** To be done **
Write out the items below word for word, covering only the stretch from the line containing "Track-and-sign request: indicate each instance of the yellow" through the line containing "x=54, y=187", with both of those lines included.

** Data shown **
::::

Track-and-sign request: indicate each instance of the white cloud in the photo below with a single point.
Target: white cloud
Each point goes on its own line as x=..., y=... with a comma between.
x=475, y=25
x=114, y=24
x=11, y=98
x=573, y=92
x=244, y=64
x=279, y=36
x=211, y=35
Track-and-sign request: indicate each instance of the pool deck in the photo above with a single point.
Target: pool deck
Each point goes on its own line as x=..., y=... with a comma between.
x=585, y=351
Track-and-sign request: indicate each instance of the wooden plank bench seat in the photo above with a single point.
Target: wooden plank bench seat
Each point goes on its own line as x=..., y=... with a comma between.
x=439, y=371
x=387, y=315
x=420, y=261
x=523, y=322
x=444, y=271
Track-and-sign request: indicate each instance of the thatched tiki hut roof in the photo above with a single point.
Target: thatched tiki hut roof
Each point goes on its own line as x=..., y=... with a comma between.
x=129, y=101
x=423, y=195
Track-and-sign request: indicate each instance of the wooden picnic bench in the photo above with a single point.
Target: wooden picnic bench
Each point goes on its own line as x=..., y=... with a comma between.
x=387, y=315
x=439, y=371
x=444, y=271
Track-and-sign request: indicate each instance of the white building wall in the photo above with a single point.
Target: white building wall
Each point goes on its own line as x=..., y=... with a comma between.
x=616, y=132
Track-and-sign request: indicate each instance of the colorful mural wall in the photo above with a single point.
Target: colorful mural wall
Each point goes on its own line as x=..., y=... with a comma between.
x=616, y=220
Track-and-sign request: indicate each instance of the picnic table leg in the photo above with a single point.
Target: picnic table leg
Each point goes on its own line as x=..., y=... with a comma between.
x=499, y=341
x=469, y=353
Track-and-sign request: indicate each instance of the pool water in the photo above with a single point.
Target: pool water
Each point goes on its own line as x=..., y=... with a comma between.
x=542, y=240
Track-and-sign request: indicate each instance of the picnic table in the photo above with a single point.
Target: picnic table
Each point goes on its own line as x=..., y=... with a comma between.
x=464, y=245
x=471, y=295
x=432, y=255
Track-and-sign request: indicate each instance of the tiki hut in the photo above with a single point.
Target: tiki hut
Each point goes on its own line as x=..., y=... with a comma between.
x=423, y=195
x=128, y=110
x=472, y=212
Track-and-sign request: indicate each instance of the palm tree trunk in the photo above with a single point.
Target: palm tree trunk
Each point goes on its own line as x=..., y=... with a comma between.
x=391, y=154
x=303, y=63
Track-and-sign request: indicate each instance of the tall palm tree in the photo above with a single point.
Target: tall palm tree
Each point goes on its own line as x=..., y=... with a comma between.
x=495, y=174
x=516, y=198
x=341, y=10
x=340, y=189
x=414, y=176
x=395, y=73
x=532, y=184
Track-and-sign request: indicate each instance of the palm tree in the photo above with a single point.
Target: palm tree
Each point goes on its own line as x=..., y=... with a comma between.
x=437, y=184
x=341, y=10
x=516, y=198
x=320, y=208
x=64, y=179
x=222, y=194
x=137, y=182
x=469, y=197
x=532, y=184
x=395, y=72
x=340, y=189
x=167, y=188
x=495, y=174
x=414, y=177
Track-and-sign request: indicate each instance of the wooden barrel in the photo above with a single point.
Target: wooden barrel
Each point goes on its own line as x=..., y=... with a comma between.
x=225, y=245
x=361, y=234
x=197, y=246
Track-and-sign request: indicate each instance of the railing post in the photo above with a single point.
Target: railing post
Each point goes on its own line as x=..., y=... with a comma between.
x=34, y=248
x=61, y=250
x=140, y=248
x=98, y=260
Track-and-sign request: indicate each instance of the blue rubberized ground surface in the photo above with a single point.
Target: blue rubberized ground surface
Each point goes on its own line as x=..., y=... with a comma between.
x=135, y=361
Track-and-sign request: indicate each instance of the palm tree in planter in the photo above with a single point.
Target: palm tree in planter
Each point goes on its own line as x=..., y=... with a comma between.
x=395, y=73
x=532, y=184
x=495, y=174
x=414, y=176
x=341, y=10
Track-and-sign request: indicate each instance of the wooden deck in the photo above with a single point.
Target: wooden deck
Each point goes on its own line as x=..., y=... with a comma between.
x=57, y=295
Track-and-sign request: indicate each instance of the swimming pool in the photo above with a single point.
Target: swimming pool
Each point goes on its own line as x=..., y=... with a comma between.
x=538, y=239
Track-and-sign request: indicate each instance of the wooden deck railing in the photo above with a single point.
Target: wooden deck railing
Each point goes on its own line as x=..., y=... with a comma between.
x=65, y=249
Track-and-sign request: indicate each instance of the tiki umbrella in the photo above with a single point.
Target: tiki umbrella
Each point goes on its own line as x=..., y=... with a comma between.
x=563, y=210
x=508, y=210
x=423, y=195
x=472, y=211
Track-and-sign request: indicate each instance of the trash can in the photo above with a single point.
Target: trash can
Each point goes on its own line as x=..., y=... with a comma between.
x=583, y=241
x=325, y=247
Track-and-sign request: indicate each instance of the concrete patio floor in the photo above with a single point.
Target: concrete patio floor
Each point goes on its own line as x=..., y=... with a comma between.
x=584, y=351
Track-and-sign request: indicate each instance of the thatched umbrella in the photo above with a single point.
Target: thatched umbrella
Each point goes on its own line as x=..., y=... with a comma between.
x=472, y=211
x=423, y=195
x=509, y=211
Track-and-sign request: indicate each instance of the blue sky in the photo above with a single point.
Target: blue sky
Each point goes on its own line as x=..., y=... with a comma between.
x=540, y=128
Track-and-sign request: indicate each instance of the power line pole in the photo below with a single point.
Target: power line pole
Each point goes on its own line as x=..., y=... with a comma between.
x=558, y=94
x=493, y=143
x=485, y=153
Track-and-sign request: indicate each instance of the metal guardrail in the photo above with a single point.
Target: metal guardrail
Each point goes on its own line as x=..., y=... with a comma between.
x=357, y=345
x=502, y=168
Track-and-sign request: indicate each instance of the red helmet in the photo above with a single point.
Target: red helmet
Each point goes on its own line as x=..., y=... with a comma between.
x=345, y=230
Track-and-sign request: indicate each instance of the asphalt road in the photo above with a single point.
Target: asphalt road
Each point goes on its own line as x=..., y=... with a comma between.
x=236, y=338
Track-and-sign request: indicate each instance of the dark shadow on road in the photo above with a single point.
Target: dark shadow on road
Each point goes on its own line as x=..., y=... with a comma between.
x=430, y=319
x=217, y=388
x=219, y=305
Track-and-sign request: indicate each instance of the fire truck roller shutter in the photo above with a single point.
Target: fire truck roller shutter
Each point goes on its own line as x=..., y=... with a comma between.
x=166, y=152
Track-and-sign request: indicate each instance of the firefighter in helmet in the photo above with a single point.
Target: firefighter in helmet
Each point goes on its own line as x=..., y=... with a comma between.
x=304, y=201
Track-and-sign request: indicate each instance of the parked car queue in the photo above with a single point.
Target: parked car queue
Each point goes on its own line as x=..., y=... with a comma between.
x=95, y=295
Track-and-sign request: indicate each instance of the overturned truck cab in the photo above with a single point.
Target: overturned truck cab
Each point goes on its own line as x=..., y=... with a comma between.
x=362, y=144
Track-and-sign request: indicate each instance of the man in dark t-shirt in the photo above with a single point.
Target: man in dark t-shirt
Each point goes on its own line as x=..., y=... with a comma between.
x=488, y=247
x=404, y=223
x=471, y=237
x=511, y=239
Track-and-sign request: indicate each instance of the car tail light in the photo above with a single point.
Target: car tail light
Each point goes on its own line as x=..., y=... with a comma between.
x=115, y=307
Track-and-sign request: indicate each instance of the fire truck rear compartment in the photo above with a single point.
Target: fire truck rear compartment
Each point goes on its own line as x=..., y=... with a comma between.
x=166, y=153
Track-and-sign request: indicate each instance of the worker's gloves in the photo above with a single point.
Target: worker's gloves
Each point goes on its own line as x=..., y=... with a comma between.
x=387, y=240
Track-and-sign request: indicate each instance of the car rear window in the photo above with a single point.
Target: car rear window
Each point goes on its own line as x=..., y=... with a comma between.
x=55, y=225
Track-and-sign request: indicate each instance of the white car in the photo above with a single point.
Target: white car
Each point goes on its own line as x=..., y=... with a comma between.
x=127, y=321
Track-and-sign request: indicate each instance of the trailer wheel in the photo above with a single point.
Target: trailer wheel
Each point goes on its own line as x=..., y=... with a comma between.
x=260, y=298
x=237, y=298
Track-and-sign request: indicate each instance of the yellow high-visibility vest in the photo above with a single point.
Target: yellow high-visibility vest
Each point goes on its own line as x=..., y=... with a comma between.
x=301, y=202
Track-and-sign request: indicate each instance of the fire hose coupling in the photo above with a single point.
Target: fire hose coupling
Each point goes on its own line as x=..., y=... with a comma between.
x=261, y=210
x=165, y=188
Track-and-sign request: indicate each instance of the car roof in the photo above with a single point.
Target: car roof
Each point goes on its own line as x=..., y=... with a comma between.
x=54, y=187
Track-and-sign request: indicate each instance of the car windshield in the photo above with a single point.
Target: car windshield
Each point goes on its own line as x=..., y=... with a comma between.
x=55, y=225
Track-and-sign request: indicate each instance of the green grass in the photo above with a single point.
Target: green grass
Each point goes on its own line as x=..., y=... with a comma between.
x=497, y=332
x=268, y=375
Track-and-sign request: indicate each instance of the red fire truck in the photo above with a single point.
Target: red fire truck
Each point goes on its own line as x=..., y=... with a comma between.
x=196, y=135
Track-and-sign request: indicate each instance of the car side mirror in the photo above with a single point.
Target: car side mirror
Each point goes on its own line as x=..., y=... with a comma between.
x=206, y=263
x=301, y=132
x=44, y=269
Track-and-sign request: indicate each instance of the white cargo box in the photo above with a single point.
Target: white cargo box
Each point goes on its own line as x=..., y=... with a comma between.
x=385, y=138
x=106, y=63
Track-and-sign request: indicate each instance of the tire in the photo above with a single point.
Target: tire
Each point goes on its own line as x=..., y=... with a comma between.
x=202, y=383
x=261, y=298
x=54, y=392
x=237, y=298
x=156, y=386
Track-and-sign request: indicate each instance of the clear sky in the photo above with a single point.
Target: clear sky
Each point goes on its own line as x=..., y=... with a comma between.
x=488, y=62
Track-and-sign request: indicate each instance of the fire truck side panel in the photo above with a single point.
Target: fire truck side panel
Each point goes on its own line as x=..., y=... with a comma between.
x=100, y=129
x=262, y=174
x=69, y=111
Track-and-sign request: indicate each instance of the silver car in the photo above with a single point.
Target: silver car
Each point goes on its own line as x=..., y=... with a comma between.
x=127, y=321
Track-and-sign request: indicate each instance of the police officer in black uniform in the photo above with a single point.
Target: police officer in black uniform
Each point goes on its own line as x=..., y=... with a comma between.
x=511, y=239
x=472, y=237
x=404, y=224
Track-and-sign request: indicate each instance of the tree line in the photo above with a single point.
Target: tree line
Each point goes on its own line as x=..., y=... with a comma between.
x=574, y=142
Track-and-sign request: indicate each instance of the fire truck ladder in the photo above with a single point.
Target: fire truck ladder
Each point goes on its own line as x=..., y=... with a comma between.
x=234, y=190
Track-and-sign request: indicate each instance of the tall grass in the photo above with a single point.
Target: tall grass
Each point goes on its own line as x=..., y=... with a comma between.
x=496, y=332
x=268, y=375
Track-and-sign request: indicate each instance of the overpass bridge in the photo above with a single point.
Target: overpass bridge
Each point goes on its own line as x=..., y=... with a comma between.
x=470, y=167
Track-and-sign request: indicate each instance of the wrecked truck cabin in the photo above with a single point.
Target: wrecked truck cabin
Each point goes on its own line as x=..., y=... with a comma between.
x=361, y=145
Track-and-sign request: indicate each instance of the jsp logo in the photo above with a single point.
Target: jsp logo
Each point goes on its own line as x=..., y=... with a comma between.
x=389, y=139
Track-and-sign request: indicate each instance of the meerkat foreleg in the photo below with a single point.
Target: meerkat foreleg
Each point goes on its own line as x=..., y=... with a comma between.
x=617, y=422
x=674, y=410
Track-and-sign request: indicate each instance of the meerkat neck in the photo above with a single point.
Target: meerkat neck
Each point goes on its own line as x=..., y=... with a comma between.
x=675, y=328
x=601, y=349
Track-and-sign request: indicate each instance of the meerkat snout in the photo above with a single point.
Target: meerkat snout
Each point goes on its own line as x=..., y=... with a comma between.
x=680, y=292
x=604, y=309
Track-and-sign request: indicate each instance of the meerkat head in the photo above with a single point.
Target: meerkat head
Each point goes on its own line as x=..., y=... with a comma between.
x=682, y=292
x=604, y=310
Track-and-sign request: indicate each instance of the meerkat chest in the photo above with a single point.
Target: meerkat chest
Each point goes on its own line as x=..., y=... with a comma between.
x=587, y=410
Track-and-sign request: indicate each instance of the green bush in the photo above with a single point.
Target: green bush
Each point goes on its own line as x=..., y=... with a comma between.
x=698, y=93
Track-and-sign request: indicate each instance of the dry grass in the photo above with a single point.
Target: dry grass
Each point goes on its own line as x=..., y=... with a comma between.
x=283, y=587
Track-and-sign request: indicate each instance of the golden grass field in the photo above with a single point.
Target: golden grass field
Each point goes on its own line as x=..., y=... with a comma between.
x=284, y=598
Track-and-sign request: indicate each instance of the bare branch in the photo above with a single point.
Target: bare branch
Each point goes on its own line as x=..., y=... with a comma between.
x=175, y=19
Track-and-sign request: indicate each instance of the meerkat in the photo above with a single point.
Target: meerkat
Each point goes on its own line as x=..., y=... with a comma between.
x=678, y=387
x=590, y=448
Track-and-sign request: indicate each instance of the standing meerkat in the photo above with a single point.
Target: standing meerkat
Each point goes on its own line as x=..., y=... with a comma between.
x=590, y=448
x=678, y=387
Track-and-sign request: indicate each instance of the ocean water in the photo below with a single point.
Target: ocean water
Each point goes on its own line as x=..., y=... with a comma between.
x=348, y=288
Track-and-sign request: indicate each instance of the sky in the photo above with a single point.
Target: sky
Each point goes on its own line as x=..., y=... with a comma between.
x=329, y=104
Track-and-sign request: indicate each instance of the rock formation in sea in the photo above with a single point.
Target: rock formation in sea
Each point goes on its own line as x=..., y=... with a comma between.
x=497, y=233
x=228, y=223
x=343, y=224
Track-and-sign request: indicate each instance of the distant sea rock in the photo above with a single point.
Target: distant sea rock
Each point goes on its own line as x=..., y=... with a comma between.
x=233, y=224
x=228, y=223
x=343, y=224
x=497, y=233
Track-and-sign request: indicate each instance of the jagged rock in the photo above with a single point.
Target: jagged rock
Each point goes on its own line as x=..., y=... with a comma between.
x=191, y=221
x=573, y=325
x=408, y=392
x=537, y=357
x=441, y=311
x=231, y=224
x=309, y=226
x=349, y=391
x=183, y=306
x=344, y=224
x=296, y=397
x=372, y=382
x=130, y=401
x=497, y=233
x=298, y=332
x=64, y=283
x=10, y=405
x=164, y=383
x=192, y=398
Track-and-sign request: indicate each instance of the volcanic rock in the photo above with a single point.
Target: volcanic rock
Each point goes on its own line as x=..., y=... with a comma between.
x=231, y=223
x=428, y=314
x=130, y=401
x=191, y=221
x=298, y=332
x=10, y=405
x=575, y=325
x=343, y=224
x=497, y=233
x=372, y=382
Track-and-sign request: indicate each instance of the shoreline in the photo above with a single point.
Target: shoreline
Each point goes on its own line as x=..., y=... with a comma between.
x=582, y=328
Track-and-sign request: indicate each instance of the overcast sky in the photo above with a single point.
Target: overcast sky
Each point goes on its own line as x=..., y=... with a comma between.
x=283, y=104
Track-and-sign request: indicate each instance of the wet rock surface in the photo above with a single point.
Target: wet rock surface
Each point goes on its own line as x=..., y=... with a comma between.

::::

** Result of this exercise **
Track-and-sign request: indicate each instance of the yellow high-visibility vest in the photo above with a single point.
Target: yellow high-visibility vest
Each point goes on its own line as x=..., y=... with a comma between.
x=301, y=202
Track-and-sign request: indicate each instance of the fire hose coupling in the photo above with a single point.
Target: fire hose coupling
Each point goes on its own line as x=..., y=... with a comma between.
x=261, y=210
x=165, y=188
Track-and-sign request: indicate each instance of the car roof in the photo above with a single point.
Target: car roof
Each point goes on its own line as x=..., y=... with a comma between.
x=54, y=187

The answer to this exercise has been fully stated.